The problem: Write out the following records line for line, without any changes, omitting the pictures from your output.

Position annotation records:
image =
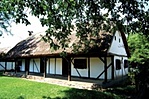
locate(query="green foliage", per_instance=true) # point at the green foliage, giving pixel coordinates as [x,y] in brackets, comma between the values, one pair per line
[16,88]
[139,48]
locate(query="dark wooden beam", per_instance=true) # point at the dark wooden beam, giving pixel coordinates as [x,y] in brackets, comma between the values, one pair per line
[45,67]
[49,66]
[69,68]
[88,67]
[103,60]
[105,66]
[112,67]
[16,64]
[27,63]
[5,66]
[55,66]
[104,71]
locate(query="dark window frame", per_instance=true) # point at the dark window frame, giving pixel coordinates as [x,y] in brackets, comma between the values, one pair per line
[118,64]
[125,63]
[80,63]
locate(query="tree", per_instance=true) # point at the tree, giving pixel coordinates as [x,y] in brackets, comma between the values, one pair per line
[139,48]
[85,16]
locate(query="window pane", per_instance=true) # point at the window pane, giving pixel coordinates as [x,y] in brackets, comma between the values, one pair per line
[80,63]
[125,63]
[118,64]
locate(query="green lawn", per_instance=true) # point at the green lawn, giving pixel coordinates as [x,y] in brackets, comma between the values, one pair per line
[17,88]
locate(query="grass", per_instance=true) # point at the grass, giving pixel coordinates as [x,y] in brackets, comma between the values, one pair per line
[17,88]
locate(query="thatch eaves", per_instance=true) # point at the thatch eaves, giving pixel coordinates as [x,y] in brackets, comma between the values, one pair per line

Final result:
image =
locate(query="green foliage", per_instance=true) # point at the green foliage, giving pixel coordinates as [x,y] in brackets, comma between the values, one pair per line
[16,88]
[139,48]
locate(query="dark wooden beam", per_instance=true) # point at the dark wooden beam, giving pixel coordinates as [x,y] in brackets, comma between the values, one pair per line
[45,67]
[49,66]
[69,68]
[88,67]
[103,60]
[105,66]
[112,67]
[16,64]
[27,63]
[5,66]
[55,66]
[104,71]
locate(query="dark window frame", per_instance=true) # point at the dark window frame, giving pixel coordinates as [x,y] in brackets, comma between the values, one pair per line
[118,64]
[125,63]
[80,63]
locate(query="tree", per_instance=true) # point at the tree, giving pixel coordinates as [x,y] in brackets, comma between the values, one pair per line
[139,48]
[85,16]
locate(query="window pane", per_instance=true) # point at the window pane, giving pixel coordinates as [x,y] in brackets, comma between the values, one pair per line
[80,63]
[125,63]
[118,64]
locate(query="green lawn", per_instance=true) # point at the green lawn, giving pixel coordinates as [x,y] in brackets, comma between the values, one pair per line
[17,88]
locate(query="grass", per_instance=true) # point at the grass, giving pixel coordinates as [x,y] in brackets, comma between the values, one pair per line
[17,88]
locate(query="thatch eaves", per_instance=true) # point at the thatch eaves, giving pixel coordinates as [x,y] in brackets, comma between the values, one pair per line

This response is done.